■ **EXCERPT PROVIDED**:
Example 3: Plant gas exchange (4 marks)

Question: The diagram shows a section through a leaf.

[Diagram would show cross-section with upper epidermis, palisade layer, spongy mesophyll with air spaces, lower epidermis with stomata]

(a) Name structure X where gas exchange occurs. (1 mark)

(b) State TWO ways the spongy mesophyll is adapted for gas exchange. (2 marks)

(c) Explain why most stomata are found on the lower surface of leaves. (1 mark)

Mark scheme answer:

(a) Stoma / stomata (accept plural or singular) (1 mark)

(b) Any TWO from:

  • Contains air spaces (1 mark)
  • Cells have large surface area (1 mark)
  • Moist cell surfaces (1 mark)
  • Close to stomata / allows gas circulation (1 mark)

(c) To reduce water loss / lower surface is cooler/shaded / less exposed to sun/heat (1 mark)

Common mistakes and how to avoid them

  • Confusing breathing with respiration. Breathing (ventilation) is the mechanical movement of air into and out of lungs. Respiration is the chemical process in cells that releases energy from glucose. Always use the correct term based on what the question asks.

  • Stating that plants only respire at night. Plants respire continuously, 24 hours per day. During daylight, photosynthesis produces more oxygen than respiration uses, so net oxygen release occurs. At night, only respiration occurs. State clearly that respiration is constant but photosynthesis only occurs in light.

  • Reversing the direction of gas movement. Always remember: oxygen moves INTO organisms (high to low concentration from environment to blood/cells); carbon dioxide moves OUT of organisms (high to low concentration from blood/cells to environment). Check your arrows in diagrams.

  • Forgetting that diffusion requires a concentration gradient. Simply stating "oxygen diffuses in" is incomplete. Specify that oxygen moves from higher concentration (in alveolar air/water/atmosphere) to lower concentration (in blood/cells). This shows understanding of the process.

  • Describing alveoli as "having many blood vessels." Be precise: alveoli are surrounded by dense networks of capillaries (not just "blood vessels"). Capillaries are specifically adapted with thin walls for gas exchange.

■ **ASSIGNMENT 1**:
Answer these from the text on gas exchange:
(a) How many marks is the leaf example worth in total?
(b) How does the text define breathing?
(c) What does the text say surrounds the alveoli?
■ **ASSIGNMENT 2**: Write the next part of the text on gas exchange, picking up after its final sentence.
You will not need the entries for any of this work.

■ **ENTRIES SUPPLIED**:
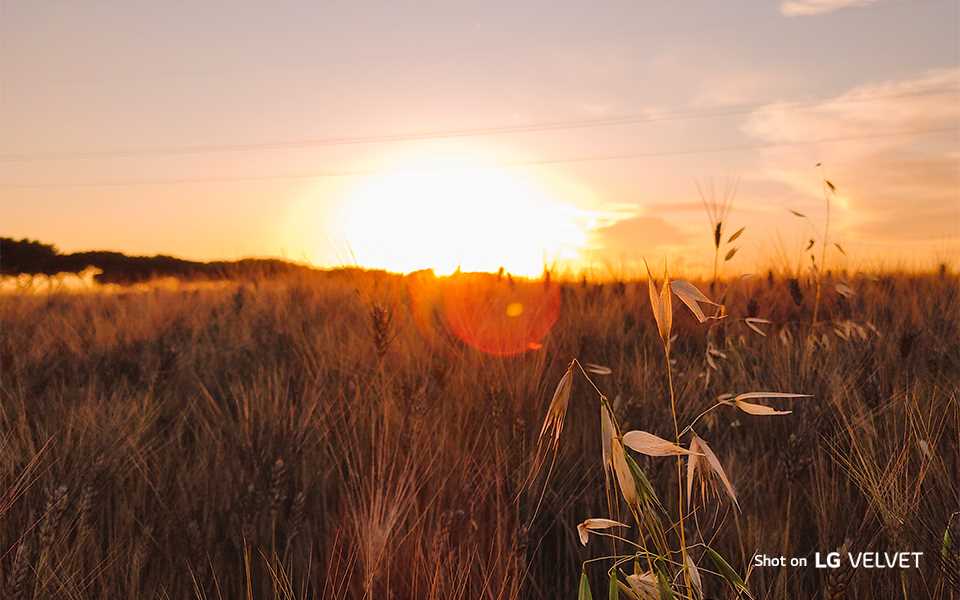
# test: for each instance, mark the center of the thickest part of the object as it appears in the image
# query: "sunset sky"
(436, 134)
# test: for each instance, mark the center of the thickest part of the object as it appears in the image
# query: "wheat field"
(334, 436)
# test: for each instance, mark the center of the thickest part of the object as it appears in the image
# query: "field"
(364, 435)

---

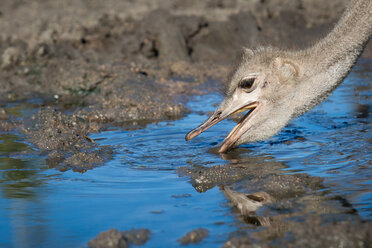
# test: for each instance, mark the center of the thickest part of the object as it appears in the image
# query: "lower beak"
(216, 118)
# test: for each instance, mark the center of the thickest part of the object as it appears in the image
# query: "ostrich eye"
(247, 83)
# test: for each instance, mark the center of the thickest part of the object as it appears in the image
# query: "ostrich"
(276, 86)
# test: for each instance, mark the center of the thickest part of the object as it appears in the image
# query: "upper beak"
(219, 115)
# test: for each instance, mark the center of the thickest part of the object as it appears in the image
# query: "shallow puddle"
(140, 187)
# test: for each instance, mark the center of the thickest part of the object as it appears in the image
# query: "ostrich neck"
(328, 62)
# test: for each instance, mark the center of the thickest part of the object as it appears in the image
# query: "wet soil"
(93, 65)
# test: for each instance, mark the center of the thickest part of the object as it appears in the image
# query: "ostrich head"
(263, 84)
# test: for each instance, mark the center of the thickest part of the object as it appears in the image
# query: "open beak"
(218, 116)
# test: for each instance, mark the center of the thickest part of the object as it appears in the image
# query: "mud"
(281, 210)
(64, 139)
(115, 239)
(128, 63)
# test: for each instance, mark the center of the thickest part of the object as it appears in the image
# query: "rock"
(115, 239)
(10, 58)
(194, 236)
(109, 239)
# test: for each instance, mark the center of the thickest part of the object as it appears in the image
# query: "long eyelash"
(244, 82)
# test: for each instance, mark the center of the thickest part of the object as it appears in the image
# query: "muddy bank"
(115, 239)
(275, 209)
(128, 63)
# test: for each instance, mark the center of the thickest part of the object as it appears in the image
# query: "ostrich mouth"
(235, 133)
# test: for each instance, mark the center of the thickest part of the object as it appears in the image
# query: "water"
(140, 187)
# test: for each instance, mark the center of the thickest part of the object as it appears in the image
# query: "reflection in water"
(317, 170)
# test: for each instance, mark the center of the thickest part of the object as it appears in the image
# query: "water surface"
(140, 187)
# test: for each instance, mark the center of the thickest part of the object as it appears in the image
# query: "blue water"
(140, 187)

==

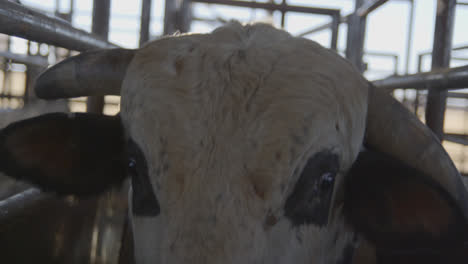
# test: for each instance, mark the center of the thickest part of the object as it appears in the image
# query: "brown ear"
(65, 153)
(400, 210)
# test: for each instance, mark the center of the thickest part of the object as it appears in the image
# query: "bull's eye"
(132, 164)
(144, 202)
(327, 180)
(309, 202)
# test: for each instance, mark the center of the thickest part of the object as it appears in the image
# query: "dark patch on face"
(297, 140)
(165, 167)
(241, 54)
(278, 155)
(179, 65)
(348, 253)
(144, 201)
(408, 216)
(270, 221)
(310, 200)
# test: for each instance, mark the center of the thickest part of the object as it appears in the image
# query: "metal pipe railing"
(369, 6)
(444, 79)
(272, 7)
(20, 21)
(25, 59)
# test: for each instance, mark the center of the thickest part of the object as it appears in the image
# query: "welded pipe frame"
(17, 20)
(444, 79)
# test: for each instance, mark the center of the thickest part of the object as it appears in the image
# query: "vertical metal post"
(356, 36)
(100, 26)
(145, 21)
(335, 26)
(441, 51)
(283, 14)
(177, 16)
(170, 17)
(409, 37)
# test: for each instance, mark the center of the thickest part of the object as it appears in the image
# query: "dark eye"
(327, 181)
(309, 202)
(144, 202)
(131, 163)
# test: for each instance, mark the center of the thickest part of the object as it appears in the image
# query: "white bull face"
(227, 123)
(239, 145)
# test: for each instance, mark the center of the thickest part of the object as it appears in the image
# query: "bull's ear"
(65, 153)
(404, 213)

■ **ANSWER SPACE 1**:
(a) 4 marks.
(b) Breathing (ventilation) is the mechanical movement of air into and out of lungs.
(c) Dense networks of capillaries.

■ **ANSWER SPACE 2**:
  • Writing that the diaphragm "moves up and down." Use correct terminology: the diaphragm contracts and flattens downward (inhalation) or relaxes and arches upward (exhalation). This demonstrates proper understanding of muscle action.

Exam technique for "Gaseous Exchange in Plants and Animals"

  • Command word focus: "Explain" requires you to give reasons (use "because," "this causes," "therefore"). "Describe" requires you to state what happens (sequence of events, no reasons needed). "State" or "Name" need only brief answers. Match your answer length and detail to the command word.

  • Use mark allocations strategically. If a question is worth 3 marks, provide three distinct points. For example, if asked to explain why alveoli are efficient (3 marks), give three separate reasons: thin walls for short diffusion distance; large surface area; good blood supply maintains gradient.

  • Include measurements and comparisons when relevant. Rather than "thin," state "one cell thick." Instead of "many," use "approximately 300 million alveoli." Specific details demonstrate precise knowledge and often earn full marks.

  • Draw clear diagrams when asked. Label precisely (use leader lines, not arrows unless showing movement). For gaseous exchange diagrams, include labels for: the respiratory surface name, direction of oxygen and carbon dioxide movement, blood flow direction, and any structural adaptations visible.

Quick revision summary

Gaseous exchange involves oxygen uptake and carbon dioxide removal by diffusion across specialized respiratory surfaces. All respiratory surfaces share key features: large surface area, thin walls, moisture, and systems maintaining concentration gradients. Plants exchange gases through stomata in leaves, lenticels in woody stems, and root surfaces. Humans use alveoli in lungs with ventilation powered by intercostal muscles and diaphragm movements. Fish use gills with countercurrent flow for efficient oxygen extraction from water. Insects use tracheal systems with spiracles opening to branching tubes delivering oxygen directly to cells.